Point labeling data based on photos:
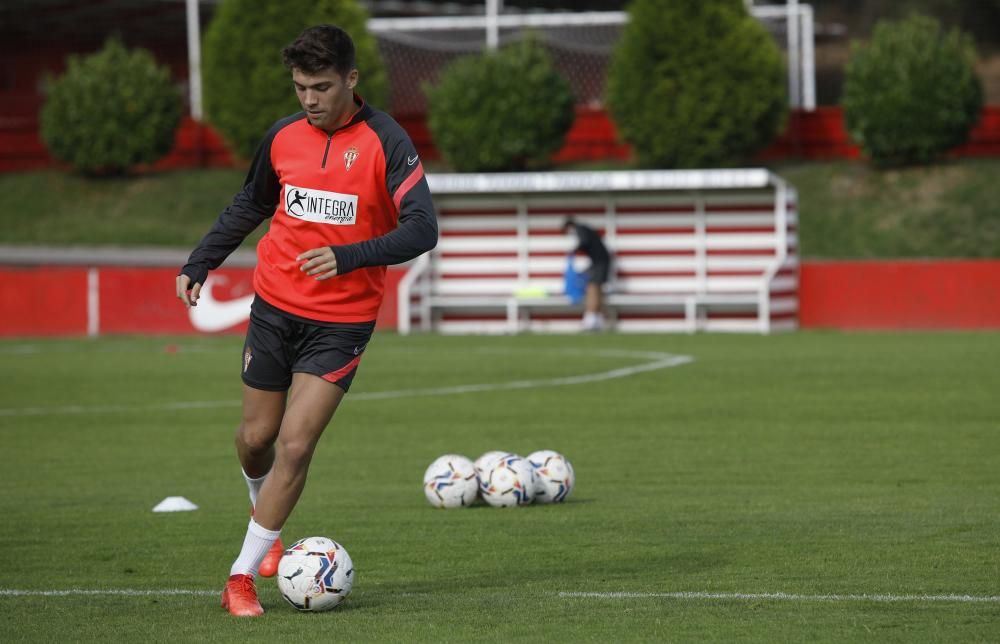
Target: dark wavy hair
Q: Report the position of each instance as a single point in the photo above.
(319, 48)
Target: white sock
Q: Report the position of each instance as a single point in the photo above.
(255, 545)
(254, 486)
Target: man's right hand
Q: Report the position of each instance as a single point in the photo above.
(187, 293)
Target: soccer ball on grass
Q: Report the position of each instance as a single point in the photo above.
(554, 476)
(451, 482)
(510, 481)
(315, 574)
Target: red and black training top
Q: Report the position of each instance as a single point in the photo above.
(360, 190)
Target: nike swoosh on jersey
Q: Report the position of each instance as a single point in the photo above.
(217, 315)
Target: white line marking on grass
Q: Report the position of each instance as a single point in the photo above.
(126, 592)
(789, 597)
(655, 362)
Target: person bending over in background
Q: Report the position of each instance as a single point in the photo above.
(346, 194)
(589, 242)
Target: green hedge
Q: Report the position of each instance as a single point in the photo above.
(111, 110)
(696, 83)
(912, 92)
(500, 110)
(246, 85)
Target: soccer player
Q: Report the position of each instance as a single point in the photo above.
(589, 242)
(346, 194)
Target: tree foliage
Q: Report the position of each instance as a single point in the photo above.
(500, 110)
(696, 83)
(912, 92)
(111, 110)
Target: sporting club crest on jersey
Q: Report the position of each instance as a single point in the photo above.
(350, 157)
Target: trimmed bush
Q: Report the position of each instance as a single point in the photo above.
(500, 110)
(111, 110)
(696, 83)
(912, 92)
(246, 85)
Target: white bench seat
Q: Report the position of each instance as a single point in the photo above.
(694, 250)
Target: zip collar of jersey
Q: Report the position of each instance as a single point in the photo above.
(362, 113)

**Do this**
Start at the line that has "Target: sporting club crest on jersey" and continue to the end of the entries. Write those lines out again, switching "jersey" to "shirt" and keeping everything else the same.

**Exercise answer**
Target: sporting club crest on shirt
Q: Report the position of each instance as a single point in the photo above.
(350, 157)
Target: trimmed bush
Q: Report the position of each instance as a single point in the photo above.
(500, 110)
(111, 110)
(696, 83)
(912, 92)
(246, 85)
Target: white bench seat
Q: Report the position of each instance as a single point in the photo above.
(694, 250)
Target: zip collar of shirt
Q: Report the position of each instance as a single point in the photo above.
(362, 113)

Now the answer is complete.